PROVIDED TEXT
The bond purported to be executed to him by the firm as principals and O'Donnell as surety, and was conditioned for the production of the property attached to satisfy any execution that might be issued on any judgment that should be recovered by Beaton in the attachment suit.

April 24, 1872, Beaton, the attachment plaintiff, recovered judgment for $189.82, besides costs, and on the first of May thereafter sued out out execution returnable on the 2d day of July, and the sheriff, Avery, returned it nulla bona on the 12th of that month.

While the execution was out, and on the 9th of May, 1872, the plaintiff Beaton assigned the judgment to the plaintiff in this suit.

The assignment was drawn with great particularity, but it did not refer at all to the bond. I pass by the error about the date of the judgment and the slight inaccuracy in the amount.

July 8 1872, being two months later, the sheriff assigned the bond to Beaton. Subsequently Forrest, the assignee of the judgment, brought this suit upon the bond against O'Donnell, the surety, and the circuit judge, on motion at the trial, excluded the bond, and the plaintiff was thereby defeated. He now askes a revision of the ruling.

The declaration averred an assignment of the bond by the sheriff Avery to Beaton on the eighth of July, 1872, and an assignment of the judgment and bond also from Beaton to the plaintiff on the ninth of May preceding.

RECORDED INFORMATION
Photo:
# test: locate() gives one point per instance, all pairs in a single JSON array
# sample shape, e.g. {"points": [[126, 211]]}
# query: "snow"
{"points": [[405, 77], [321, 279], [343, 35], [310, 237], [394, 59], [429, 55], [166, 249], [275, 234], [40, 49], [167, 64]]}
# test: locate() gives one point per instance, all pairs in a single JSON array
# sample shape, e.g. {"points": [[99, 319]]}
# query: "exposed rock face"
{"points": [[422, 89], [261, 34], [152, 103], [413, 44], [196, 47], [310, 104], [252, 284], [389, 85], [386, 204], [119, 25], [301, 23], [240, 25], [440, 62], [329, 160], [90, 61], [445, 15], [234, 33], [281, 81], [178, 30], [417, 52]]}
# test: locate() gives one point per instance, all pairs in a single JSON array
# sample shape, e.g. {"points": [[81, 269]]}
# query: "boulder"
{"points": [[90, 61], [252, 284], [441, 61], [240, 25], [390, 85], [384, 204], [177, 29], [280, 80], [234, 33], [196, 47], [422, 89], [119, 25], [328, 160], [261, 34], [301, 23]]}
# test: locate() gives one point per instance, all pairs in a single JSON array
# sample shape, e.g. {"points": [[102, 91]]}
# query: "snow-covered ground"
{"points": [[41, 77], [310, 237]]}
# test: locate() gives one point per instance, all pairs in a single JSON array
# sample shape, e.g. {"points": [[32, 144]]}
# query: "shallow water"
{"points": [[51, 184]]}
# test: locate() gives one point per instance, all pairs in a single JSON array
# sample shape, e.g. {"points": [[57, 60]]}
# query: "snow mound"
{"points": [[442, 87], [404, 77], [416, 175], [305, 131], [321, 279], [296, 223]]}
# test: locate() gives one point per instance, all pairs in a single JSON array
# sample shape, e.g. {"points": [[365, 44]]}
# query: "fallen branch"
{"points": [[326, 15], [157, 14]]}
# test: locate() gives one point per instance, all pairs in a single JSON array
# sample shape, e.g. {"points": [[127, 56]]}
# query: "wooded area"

EXERCISE
In the passage on the attachment bond, copy the text from "The bond purported" to "the attachment suit.", changing "surety" to "guarantor".

FINAL RESULT
The bond purported to be executed to him by the firm as principals and O'Donnell as guarantor, and was conditioned for the production of the property attached to satisfy any execution that might be issued on any judgment that should be recovered by Beaton in the attachment suit.